* **Set problem**:
Identify each of the rows below that contains the string "shown", and copy those rows out in full.
• • • •
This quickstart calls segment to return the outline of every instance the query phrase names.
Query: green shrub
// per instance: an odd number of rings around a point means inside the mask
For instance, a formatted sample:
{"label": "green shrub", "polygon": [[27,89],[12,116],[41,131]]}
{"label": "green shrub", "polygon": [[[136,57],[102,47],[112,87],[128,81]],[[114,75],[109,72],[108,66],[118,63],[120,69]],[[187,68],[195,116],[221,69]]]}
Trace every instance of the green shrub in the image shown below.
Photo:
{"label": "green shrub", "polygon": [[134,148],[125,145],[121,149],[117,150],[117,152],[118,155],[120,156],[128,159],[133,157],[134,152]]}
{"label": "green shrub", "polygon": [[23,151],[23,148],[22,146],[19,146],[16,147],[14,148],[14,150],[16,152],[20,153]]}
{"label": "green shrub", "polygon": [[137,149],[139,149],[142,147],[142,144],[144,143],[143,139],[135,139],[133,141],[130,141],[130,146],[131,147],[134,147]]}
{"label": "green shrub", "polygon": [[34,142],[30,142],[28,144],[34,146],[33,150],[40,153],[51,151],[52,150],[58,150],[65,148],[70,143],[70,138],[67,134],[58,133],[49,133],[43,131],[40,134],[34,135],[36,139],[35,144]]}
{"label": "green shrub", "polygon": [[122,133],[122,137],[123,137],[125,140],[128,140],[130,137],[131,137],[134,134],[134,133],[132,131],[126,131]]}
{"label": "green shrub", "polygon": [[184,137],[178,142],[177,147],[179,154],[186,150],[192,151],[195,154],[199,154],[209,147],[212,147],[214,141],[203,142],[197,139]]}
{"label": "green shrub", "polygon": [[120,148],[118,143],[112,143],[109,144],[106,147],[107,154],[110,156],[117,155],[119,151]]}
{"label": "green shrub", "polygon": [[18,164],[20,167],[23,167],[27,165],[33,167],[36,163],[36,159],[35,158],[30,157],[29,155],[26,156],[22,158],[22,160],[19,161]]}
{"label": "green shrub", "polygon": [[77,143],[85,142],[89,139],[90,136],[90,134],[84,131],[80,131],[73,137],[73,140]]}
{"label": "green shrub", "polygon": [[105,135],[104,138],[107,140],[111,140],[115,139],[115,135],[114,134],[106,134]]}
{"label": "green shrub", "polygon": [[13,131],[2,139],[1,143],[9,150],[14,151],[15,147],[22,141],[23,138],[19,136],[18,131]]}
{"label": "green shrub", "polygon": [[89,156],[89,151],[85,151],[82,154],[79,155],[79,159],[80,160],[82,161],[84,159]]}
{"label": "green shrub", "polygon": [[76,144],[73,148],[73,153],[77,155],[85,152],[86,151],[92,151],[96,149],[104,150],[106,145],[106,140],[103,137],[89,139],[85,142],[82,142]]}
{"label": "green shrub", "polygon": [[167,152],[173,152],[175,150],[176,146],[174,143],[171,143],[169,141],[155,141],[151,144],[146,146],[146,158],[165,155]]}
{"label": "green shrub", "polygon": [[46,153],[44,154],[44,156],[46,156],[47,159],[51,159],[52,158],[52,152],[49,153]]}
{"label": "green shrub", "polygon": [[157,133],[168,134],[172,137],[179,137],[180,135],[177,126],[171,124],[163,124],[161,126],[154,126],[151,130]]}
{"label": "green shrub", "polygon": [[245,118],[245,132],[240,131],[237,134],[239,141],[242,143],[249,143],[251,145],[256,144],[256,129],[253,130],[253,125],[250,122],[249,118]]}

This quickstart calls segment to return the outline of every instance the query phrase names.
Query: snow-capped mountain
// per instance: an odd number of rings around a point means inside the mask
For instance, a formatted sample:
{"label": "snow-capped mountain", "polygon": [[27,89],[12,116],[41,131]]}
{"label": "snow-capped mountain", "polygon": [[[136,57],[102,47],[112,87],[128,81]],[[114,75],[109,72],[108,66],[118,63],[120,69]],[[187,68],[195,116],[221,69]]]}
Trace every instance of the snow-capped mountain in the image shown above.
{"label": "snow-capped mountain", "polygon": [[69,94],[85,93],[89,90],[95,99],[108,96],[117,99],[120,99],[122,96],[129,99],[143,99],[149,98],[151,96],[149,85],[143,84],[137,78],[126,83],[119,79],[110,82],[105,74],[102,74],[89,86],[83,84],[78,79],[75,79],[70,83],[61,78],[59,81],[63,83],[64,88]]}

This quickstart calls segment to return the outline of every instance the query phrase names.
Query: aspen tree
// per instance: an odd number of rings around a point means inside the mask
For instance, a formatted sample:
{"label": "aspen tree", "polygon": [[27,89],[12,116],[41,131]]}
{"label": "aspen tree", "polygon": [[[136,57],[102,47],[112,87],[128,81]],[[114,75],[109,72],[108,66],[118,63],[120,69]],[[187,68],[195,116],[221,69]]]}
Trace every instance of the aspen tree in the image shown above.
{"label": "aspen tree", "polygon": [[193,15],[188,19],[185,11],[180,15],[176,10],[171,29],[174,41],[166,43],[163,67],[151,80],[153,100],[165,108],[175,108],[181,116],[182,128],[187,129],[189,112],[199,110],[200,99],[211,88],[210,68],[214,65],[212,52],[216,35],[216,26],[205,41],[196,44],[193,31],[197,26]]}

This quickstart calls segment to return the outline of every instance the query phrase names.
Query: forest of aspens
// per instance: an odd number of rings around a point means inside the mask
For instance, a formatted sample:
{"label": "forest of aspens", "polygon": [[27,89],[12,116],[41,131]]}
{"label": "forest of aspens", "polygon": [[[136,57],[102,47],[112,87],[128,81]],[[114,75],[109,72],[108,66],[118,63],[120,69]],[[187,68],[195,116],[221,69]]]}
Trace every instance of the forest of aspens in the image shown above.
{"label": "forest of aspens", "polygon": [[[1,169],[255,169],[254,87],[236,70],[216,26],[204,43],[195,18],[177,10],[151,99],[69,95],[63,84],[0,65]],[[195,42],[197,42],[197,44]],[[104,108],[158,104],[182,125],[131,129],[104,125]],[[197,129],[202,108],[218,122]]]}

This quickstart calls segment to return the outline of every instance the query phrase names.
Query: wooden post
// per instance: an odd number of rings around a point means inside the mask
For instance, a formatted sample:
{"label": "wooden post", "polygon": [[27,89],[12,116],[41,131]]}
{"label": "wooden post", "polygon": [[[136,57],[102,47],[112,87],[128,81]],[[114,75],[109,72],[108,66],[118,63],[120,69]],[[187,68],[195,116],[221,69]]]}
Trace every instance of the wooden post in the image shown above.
• • • •
* **Result for this exercise**:
Trace every instance of the green shrub in the image shown below.
Trace every instance of the snow-capped mountain in the image shown above.
Trace every instance of the aspen tree in the image shown above.
Trace every instance of the forest of aspens in the image shown above.
Trace every instance of the wooden post in the image shown above.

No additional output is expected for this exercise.